[Begin Material for this task]
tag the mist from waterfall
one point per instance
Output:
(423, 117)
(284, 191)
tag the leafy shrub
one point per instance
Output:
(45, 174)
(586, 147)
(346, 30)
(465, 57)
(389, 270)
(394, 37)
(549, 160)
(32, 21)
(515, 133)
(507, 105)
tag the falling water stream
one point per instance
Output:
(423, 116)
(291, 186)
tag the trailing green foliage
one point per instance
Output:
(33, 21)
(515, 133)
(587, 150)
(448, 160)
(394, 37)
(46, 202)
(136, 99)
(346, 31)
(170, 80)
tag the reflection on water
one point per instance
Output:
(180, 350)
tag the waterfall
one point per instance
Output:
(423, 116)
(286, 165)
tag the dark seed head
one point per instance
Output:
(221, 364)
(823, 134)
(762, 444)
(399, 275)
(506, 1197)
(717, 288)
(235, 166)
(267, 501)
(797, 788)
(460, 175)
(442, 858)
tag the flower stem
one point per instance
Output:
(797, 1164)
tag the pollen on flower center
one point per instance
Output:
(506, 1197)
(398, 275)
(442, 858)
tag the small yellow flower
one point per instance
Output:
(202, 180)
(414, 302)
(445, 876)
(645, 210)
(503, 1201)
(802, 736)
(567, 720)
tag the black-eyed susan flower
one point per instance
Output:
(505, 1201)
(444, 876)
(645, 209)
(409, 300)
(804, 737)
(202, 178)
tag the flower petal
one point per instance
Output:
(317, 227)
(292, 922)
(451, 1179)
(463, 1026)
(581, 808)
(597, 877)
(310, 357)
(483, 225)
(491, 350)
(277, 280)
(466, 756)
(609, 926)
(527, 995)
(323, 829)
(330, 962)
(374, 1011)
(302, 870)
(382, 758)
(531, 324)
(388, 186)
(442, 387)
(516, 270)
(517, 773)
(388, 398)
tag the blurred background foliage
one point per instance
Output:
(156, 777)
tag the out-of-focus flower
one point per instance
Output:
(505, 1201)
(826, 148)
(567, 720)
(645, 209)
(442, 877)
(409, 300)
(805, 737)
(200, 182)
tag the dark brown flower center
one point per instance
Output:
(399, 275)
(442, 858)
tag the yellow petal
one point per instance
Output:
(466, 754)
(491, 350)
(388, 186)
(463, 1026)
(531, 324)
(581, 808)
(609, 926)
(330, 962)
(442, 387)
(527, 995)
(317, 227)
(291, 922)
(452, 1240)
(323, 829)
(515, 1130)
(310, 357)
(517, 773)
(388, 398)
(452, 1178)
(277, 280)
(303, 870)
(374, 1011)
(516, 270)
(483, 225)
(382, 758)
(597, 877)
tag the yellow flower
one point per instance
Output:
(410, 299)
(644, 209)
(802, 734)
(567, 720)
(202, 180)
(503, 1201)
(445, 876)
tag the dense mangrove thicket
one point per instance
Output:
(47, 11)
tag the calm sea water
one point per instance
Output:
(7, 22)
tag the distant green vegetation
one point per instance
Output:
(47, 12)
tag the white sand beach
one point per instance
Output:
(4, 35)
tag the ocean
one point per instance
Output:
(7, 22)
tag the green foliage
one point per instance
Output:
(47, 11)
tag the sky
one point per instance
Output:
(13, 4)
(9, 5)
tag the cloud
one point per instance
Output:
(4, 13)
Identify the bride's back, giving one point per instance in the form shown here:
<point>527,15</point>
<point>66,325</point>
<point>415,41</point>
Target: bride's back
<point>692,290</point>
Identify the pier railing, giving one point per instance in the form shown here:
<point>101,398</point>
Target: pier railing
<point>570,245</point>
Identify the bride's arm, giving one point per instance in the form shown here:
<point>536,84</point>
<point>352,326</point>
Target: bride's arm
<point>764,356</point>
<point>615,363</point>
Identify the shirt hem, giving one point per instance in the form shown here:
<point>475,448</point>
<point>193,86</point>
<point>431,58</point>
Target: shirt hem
[End Material for this task]
→ What you will do: Extract every entry above and reproduce each one line for line, with no changes.

→ Result of the task:
tag the mist from waterfall
one point per instance
Output:
(423, 117)
(284, 191)
tag the leafy shrub
one point per instance
Output:
(45, 174)
(586, 147)
(346, 30)
(465, 57)
(389, 270)
(394, 37)
(549, 160)
(32, 21)
(515, 133)
(507, 105)
tag the falling water stream
one point per instance
Output:
(423, 116)
(291, 186)
tag the trailing green foliage
one point per instance
Output:
(33, 21)
(515, 133)
(587, 150)
(448, 160)
(394, 37)
(46, 202)
(136, 99)
(346, 31)
(170, 80)
tag the reflection on water
one point per instance
Output:
(180, 350)
tag the waterfall
one point per instance
Output:
(423, 116)
(286, 165)
tag the dark seed head
one point per instance
Output:
(221, 364)
(823, 134)
(762, 444)
(399, 275)
(506, 1197)
(717, 288)
(235, 166)
(267, 501)
(797, 788)
(460, 175)
(442, 858)
tag the flower stem
one point per instance
Output:
(797, 1164)
tag the pollen on flower center
one point per instance
Output:
(506, 1197)
(398, 275)
(442, 858)
tag the small yellow flower
one point per instance
Output:
(202, 180)
(414, 302)
(445, 876)
(645, 210)
(503, 1201)
(802, 736)
(567, 720)
tag the black-eyed susan flower
one point per instance
Output:
(505, 1201)
(444, 876)
(645, 209)
(409, 300)
(804, 737)
(202, 178)
tag the flower petal
one point per instance
Output:
(317, 227)
(292, 922)
(451, 1179)
(463, 1026)
(581, 808)
(597, 877)
(310, 357)
(483, 225)
(491, 350)
(277, 280)
(466, 756)
(609, 926)
(527, 995)
(323, 829)
(330, 962)
(374, 1011)
(302, 870)
(382, 758)
(531, 324)
(388, 186)
(442, 387)
(516, 270)
(517, 773)
(388, 398)
tag the blurred background foliage
one point per instance
Output:
(156, 777)
tag the out-of-focus flower
one point per instance
Output:
(505, 1201)
(826, 148)
(567, 720)
(645, 209)
(442, 877)
(409, 300)
(805, 737)
(200, 182)
tag the dark brown flower center
one point per instance
Output:
(399, 275)
(442, 858)
tag the yellow petal
one point per instance
Output:
(466, 754)
(491, 350)
(388, 186)
(463, 1026)
(531, 324)
(581, 808)
(609, 926)
(330, 962)
(442, 387)
(527, 995)
(317, 227)
(291, 922)
(452, 1240)
(323, 829)
(515, 1130)
(310, 357)
(517, 773)
(388, 398)
(452, 1178)
(277, 280)
(303, 870)
(374, 1011)
(516, 270)
(483, 225)
(382, 758)
(597, 877)
tag the yellow flower
one point per instance
Output:
(410, 299)
(644, 209)
(802, 734)
(567, 720)
(202, 180)
(503, 1201)
(445, 876)
tag the dense mangrove thicket
one point per instance
Output:
(47, 11)
tag the calm sea water
one point per instance
Output:
(7, 22)
tag the distant green vegetation
one point per instance
Output:
(47, 12)
tag the white sand beach
one point per instance
Output:
(4, 35)
tag the ocean
one point per instance
Output:
(7, 22)
tag the green foliage
one point per instance
Output:
(47, 11)
tag the sky
one point per instance
Output:
(13, 4)
(9, 5)
tag the cloud
one point per instance
Output:
(4, 13)
Identify the bride's back, giving one point per instance in the form shown here:
<point>527,15</point>
<point>66,325</point>
<point>415,41</point>
Target: bride's back
<point>692,290</point>
Identify the pier railing, giving one point per instance in the form shown here:
<point>101,398</point>
Target: pier railing
<point>570,245</point>
Identify the bride's arm, giving one point per instance in the form shown here:
<point>536,84</point>
<point>352,326</point>
Target: bride's arm
<point>764,356</point>
<point>615,363</point>
Identify the shirt hem, giving one point per instance in the form shown here:
<point>475,448</point>
<point>193,86</point>
<point>431,58</point>
Target: shirt hem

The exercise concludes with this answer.